━━━━━ Source

Because it is a mesh technology, it effectively builds its own infrastructure over a relatively short period of time.
Indranet say " A basic broadband connection should deliver 2 Mb/s symmetrical, always-on, uncapped, and be capable of low latency. " and they have based their offering on providing exactly that.

BTW, ESKOM have a fibre optic network that far surpasses Telkom's AND they manage to manage last 10 mile delivery.....no medals for spotting the reality for Telkom revenues if this flies (or Eskom for that matter) ....so add this scenario to the fray ... Indranet uses radio (yes radio) waves to build the mesh. This means that a convergence bill has to be in place in order to regulate this kind of technology. In order for Indranet to be trialled prior to this new bill, it needs licencing from the broadcasting authority, unless of course it is implemented on a private campus and the technology doesn't cross a national road. Enter Megawatt Park and all the Eskom housing estates peppered through the country. heh heh :p actually, I'm going to invite the chap who knows most about this and what's happening to join the Forum and comment on whats going on.

━━━━━━━━━━
━━━━━ Supplied data

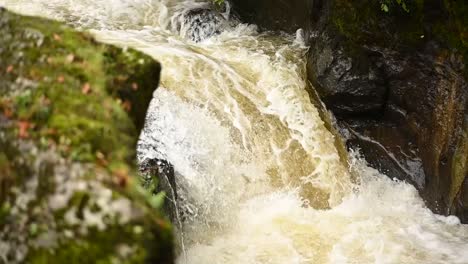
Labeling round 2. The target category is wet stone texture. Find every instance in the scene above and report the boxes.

━━━━━━━━━━

Retype the part of the Indranet post above starting with "Because it is" and going on through "providing exactly that.".

Reply:
Because it is a mesh technology, it effectively builds its own infrastructure over a relatively short period of time.
Indranet say " A basic broadband connection should deliver 2 Mb/s symmetrical, always-on, uncapped, and be capable of low latency. " and they have based their offering on providing exactly that.